▶ [Exercise brief] Copy out every line in the items below that contains the string "turn", leaving each line unchanged.

▶ [Entries shown]

============

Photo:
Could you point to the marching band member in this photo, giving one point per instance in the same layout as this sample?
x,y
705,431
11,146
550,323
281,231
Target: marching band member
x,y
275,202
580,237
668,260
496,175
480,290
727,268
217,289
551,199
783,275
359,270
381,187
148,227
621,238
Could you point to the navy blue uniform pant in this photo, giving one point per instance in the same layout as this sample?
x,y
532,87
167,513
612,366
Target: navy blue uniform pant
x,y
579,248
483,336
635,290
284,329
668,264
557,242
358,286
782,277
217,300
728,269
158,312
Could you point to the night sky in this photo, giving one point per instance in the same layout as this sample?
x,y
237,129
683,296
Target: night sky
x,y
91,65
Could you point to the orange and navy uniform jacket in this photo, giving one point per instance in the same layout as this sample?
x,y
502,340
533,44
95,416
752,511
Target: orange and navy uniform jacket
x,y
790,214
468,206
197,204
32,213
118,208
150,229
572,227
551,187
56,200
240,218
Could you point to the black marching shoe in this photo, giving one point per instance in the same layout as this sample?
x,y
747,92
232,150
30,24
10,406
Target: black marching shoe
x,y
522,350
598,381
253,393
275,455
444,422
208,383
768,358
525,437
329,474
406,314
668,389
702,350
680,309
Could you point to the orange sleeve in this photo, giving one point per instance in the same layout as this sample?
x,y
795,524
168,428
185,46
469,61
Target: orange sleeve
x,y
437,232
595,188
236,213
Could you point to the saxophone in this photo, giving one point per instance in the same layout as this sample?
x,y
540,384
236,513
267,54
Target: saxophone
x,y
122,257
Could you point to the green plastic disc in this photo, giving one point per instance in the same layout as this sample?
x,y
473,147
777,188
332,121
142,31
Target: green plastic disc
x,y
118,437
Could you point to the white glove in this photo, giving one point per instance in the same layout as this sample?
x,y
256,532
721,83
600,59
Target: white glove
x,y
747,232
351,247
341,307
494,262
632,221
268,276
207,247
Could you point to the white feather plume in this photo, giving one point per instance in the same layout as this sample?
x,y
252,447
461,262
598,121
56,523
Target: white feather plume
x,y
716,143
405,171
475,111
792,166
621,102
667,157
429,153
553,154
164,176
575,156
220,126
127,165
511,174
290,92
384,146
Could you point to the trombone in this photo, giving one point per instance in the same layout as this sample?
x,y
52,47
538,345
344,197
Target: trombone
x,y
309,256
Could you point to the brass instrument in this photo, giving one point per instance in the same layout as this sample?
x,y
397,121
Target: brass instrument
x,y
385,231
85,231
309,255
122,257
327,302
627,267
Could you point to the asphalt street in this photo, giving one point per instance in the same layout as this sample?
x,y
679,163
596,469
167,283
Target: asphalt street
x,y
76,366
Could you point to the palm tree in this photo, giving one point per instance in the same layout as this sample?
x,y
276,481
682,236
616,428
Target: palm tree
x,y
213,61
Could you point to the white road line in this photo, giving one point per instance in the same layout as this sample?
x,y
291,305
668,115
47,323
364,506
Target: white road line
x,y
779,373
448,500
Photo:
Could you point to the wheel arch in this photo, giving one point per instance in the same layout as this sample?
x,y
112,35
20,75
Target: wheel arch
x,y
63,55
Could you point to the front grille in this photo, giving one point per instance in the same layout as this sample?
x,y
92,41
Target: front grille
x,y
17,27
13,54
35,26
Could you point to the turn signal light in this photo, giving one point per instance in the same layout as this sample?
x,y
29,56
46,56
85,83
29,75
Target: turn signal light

============

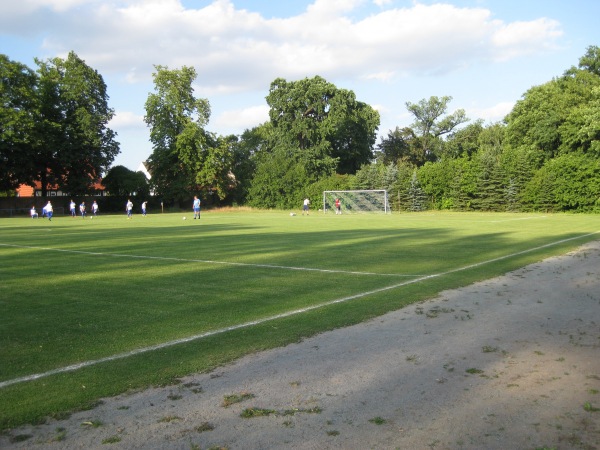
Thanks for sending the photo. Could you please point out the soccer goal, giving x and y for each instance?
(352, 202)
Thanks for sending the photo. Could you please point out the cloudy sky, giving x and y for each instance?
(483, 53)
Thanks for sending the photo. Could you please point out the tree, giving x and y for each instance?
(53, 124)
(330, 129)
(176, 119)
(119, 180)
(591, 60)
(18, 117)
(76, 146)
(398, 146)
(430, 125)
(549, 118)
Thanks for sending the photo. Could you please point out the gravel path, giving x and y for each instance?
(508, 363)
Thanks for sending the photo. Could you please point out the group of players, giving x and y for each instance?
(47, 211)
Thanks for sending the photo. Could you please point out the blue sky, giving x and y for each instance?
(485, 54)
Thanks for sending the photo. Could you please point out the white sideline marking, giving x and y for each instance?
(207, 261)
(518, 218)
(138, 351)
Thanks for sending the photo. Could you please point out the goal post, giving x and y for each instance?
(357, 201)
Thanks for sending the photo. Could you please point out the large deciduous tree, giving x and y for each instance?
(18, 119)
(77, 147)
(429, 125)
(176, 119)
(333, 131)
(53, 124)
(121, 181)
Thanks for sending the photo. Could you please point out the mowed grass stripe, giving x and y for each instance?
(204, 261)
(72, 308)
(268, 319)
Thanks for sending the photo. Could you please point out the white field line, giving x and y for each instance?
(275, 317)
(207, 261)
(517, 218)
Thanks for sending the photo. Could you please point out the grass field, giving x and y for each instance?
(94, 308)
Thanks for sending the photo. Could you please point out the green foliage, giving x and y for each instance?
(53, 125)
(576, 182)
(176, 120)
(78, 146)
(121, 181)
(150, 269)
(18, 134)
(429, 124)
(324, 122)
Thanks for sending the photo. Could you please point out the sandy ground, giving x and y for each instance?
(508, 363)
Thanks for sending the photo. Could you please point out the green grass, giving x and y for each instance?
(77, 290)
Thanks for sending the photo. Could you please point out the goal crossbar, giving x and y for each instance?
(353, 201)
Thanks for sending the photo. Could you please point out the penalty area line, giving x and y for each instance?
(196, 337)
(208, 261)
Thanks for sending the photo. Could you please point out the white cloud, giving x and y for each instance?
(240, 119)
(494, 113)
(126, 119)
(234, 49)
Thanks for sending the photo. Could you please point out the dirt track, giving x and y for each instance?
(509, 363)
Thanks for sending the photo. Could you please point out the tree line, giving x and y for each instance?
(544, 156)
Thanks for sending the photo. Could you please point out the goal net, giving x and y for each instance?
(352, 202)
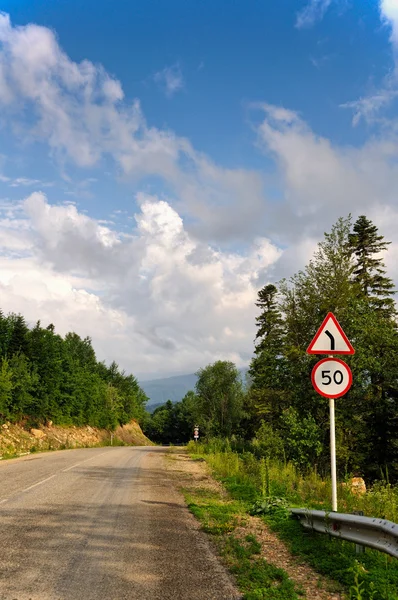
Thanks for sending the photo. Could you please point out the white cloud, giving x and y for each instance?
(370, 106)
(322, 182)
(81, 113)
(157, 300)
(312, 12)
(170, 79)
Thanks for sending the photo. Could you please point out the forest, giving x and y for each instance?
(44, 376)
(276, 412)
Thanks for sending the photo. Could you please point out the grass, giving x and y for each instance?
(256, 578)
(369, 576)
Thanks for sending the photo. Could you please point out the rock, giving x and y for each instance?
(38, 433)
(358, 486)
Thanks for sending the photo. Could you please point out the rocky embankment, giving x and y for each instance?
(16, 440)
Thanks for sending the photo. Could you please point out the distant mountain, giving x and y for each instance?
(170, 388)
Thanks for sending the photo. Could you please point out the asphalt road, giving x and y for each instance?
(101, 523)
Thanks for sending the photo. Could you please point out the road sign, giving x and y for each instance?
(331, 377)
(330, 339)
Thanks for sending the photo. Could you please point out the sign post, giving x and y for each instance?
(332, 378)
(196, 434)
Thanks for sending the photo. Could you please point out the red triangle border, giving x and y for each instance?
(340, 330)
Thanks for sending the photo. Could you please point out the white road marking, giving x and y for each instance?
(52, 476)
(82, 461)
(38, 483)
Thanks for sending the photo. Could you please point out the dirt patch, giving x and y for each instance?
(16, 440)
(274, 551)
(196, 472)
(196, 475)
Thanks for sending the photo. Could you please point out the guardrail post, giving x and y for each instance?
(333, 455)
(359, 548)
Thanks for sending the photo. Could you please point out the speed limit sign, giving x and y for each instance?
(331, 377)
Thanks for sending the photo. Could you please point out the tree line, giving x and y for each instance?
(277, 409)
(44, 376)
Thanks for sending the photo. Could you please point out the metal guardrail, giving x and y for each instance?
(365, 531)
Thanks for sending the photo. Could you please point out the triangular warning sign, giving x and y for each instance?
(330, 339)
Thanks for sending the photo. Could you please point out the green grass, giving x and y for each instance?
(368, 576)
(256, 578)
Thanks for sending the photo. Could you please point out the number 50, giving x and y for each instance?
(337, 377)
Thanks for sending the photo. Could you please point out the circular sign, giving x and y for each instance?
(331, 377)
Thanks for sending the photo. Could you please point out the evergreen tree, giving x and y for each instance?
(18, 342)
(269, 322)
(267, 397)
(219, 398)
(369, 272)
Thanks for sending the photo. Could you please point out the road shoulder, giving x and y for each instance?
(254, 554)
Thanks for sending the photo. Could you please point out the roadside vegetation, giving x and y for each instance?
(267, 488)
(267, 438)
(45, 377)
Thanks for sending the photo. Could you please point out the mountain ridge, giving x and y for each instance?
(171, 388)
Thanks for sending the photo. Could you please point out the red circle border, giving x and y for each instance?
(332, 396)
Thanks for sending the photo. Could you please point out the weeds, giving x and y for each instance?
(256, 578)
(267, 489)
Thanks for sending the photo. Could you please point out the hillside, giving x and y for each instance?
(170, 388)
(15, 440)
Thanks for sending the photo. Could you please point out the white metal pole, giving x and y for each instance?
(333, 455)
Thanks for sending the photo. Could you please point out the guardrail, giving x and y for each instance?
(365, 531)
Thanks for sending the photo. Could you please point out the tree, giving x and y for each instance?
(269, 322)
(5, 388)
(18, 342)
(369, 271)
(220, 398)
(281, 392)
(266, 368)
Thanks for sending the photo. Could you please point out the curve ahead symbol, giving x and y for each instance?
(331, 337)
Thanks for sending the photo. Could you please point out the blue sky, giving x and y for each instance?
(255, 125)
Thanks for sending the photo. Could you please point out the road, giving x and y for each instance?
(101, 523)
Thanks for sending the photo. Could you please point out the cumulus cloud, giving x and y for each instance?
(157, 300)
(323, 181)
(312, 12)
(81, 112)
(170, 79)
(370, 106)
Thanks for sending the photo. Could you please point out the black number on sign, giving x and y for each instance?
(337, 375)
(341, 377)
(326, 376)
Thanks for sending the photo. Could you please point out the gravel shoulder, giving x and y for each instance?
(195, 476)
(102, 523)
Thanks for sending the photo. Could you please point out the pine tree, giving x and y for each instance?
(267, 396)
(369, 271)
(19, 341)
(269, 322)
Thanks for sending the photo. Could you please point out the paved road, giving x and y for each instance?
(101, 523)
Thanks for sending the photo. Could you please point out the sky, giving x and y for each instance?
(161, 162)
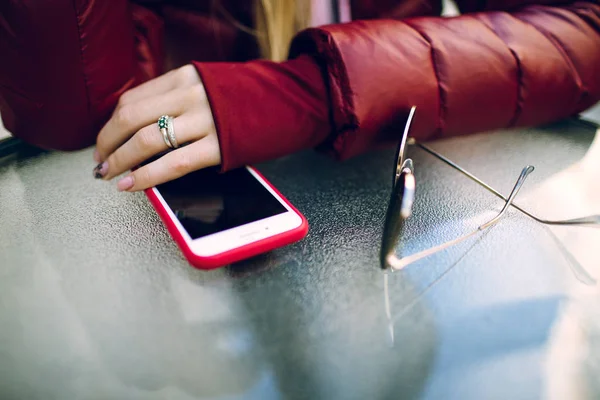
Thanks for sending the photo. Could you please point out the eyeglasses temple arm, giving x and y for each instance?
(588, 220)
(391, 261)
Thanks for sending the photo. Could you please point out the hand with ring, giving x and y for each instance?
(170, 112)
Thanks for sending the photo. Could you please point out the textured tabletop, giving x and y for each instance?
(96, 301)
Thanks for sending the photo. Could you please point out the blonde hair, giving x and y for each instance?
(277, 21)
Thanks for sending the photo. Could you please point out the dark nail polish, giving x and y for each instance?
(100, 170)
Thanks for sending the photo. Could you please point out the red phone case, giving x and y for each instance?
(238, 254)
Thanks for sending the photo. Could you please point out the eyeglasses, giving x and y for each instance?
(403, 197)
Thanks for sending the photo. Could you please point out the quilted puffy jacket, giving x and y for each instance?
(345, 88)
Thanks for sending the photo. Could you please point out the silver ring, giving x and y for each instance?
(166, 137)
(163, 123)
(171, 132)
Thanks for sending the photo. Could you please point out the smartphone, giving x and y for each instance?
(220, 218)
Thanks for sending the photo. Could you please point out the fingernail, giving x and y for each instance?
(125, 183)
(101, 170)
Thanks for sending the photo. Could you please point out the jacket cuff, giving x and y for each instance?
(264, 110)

============

▶ [Expected answer]
Could you point to the turn signal light in this photo, giving one point per instance in the same layout as this sample?
Target: turn signal light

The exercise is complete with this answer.